<<<<
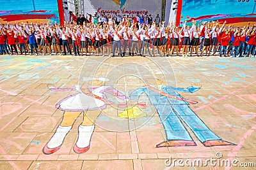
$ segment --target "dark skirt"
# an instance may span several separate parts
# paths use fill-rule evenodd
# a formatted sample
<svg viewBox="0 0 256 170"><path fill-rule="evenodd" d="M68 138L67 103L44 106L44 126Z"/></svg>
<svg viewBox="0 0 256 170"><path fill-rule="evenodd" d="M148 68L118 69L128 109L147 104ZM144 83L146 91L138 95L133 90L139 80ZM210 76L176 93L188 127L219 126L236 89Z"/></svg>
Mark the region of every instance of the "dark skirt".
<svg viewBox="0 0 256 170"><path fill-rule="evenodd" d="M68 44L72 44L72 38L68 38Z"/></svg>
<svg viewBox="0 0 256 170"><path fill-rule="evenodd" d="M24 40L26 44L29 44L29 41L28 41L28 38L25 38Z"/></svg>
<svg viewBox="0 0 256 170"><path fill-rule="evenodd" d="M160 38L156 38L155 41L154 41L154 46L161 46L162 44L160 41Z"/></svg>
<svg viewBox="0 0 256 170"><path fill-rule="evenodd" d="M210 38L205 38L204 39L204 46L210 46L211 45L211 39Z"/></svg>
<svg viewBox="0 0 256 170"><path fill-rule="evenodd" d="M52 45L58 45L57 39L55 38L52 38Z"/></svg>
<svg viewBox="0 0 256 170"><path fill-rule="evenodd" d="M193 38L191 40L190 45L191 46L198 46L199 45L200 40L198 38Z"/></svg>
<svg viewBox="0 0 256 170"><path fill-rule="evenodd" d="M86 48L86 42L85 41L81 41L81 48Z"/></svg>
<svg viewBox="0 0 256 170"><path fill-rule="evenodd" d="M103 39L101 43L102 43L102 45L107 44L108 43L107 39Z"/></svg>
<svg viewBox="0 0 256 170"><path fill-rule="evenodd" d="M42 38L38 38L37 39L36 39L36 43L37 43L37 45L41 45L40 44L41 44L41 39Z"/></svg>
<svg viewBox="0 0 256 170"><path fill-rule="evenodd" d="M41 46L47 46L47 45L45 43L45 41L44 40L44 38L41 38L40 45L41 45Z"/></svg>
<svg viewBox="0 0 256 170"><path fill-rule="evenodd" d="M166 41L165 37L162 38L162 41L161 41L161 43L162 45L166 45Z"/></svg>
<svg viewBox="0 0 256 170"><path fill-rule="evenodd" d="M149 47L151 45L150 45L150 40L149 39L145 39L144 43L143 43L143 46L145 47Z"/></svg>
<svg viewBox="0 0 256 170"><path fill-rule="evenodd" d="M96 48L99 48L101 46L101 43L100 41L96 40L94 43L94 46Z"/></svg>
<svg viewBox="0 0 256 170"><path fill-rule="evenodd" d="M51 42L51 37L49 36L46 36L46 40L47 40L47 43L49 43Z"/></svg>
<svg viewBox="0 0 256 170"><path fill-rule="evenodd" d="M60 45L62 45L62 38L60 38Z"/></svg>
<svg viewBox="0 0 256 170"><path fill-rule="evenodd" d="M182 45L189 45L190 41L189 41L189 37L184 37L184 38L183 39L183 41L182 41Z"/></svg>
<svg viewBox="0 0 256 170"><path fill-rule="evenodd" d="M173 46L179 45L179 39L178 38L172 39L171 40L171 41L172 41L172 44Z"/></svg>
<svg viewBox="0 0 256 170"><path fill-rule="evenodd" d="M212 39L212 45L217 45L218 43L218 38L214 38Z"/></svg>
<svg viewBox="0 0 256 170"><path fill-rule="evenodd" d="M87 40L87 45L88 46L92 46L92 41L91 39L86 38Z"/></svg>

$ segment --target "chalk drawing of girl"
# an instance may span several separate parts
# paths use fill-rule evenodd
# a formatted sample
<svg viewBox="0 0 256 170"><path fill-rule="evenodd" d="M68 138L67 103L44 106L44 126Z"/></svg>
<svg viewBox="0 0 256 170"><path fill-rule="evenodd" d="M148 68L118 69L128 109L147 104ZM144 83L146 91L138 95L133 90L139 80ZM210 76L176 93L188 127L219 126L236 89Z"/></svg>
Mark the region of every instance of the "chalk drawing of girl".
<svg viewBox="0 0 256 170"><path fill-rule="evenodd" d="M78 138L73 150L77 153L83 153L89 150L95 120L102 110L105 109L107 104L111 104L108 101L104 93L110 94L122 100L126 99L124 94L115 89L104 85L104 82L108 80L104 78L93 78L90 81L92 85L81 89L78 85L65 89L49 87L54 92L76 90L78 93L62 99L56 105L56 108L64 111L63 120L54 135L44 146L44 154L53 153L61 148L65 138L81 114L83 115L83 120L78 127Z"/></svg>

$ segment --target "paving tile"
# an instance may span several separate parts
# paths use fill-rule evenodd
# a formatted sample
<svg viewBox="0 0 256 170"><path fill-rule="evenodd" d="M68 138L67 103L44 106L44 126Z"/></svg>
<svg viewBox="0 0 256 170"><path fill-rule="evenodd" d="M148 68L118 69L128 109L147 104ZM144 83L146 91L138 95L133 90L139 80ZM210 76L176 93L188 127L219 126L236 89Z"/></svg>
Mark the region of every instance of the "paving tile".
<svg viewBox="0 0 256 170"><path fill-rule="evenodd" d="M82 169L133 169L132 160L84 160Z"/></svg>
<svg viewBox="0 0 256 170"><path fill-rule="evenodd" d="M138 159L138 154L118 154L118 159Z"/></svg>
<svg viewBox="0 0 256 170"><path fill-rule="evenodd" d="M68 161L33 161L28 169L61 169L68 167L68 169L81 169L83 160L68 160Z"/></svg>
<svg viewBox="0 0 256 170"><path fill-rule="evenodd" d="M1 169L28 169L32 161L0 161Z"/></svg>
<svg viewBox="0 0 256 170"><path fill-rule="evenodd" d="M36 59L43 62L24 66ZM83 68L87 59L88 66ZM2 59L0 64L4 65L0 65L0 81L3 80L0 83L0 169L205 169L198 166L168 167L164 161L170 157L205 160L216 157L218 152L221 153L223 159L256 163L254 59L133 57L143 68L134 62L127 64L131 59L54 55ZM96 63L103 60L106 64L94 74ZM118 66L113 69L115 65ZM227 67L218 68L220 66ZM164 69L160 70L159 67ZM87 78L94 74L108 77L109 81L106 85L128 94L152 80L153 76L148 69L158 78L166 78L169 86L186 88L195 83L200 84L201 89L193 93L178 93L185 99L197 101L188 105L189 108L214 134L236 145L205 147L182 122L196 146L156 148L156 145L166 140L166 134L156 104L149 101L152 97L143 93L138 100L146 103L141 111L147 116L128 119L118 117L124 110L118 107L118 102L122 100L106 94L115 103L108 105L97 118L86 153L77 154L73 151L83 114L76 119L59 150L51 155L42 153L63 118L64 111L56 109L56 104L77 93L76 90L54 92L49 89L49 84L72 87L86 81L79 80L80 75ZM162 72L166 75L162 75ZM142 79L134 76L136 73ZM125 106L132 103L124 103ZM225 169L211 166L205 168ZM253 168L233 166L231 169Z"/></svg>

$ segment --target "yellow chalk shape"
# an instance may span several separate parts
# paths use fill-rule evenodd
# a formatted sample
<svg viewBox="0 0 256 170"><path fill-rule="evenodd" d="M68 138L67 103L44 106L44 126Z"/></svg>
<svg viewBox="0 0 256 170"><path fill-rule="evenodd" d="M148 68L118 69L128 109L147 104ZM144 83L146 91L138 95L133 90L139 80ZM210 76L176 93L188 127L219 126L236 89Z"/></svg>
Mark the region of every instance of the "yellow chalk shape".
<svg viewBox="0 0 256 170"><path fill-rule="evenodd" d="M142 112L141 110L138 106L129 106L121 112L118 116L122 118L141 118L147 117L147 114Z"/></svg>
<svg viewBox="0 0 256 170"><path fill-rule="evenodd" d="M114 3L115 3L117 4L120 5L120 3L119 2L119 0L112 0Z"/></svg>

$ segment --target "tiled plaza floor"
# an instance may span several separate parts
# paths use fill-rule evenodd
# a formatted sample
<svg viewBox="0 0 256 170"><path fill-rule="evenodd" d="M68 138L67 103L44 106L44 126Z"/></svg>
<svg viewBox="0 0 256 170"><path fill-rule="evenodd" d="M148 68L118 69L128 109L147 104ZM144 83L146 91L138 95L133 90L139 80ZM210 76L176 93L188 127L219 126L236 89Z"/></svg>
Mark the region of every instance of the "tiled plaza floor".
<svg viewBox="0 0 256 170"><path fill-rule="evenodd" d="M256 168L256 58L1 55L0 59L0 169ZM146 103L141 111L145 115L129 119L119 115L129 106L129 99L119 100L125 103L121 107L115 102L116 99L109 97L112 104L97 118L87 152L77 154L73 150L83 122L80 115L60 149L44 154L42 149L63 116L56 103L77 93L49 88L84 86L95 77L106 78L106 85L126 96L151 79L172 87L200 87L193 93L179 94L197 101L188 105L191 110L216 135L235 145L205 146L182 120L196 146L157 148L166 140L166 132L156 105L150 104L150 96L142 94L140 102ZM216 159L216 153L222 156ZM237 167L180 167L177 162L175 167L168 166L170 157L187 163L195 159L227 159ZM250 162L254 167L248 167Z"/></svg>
>>>>
<<<<
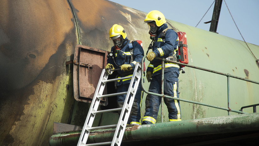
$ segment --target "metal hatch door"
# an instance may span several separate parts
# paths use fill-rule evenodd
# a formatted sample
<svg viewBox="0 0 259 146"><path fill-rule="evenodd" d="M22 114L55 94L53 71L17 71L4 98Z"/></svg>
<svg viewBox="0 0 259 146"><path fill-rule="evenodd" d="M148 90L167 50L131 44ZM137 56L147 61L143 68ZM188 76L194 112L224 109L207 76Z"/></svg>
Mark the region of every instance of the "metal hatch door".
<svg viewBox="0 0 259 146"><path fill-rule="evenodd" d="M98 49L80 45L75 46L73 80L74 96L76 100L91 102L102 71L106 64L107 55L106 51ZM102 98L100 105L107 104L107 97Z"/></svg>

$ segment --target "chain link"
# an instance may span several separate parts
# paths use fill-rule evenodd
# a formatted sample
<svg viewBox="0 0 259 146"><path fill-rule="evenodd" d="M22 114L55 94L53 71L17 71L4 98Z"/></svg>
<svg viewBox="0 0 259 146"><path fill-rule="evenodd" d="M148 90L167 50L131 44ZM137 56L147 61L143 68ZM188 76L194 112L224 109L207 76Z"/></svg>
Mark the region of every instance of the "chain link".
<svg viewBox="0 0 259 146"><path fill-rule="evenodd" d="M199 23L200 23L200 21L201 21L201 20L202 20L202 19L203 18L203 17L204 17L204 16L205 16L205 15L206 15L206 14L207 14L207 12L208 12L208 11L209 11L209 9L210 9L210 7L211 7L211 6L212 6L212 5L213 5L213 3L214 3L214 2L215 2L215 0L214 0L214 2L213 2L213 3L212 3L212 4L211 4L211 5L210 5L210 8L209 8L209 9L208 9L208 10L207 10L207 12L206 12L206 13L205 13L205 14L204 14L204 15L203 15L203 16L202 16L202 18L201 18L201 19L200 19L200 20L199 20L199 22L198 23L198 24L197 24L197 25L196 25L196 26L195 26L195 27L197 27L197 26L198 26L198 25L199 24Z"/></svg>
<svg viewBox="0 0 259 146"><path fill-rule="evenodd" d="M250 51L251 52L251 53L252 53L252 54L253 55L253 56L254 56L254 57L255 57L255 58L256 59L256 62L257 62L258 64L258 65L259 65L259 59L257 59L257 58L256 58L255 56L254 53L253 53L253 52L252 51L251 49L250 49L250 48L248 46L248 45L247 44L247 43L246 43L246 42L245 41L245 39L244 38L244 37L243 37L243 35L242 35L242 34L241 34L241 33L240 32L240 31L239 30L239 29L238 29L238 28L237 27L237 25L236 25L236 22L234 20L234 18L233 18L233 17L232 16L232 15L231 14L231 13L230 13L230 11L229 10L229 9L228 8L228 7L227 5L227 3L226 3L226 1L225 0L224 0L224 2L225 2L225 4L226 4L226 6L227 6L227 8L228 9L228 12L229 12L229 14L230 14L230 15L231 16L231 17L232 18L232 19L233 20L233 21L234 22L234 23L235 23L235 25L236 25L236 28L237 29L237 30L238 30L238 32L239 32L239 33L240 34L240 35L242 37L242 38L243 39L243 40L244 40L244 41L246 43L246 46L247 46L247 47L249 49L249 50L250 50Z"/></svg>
>>>>
<<<<
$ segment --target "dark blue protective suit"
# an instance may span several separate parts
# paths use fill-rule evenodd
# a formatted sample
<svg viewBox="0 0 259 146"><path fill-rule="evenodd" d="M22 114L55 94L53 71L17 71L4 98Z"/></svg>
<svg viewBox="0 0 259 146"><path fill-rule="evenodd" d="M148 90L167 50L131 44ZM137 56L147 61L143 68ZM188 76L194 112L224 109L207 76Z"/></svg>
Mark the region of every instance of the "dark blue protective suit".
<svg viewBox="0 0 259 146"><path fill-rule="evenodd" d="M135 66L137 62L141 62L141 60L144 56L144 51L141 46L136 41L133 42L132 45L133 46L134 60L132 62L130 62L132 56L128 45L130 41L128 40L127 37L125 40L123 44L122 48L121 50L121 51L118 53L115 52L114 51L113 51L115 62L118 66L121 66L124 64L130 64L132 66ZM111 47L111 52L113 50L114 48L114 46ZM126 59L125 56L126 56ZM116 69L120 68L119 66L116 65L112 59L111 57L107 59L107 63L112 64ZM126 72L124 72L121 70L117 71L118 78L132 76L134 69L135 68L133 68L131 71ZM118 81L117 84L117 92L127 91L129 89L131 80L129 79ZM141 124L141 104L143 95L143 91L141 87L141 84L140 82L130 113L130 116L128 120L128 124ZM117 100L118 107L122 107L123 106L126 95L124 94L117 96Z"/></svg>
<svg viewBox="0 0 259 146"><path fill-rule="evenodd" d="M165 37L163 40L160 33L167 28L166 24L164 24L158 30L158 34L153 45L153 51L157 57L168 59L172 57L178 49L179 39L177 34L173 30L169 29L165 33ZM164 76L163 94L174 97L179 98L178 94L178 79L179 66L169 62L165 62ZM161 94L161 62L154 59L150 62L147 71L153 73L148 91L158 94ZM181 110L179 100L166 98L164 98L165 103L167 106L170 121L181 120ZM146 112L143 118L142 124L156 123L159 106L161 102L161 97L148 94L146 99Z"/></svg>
>>>>
# Your goal
How many lines in the items above contain the string "target"? Reply with the number alone.

# Finished exercise
8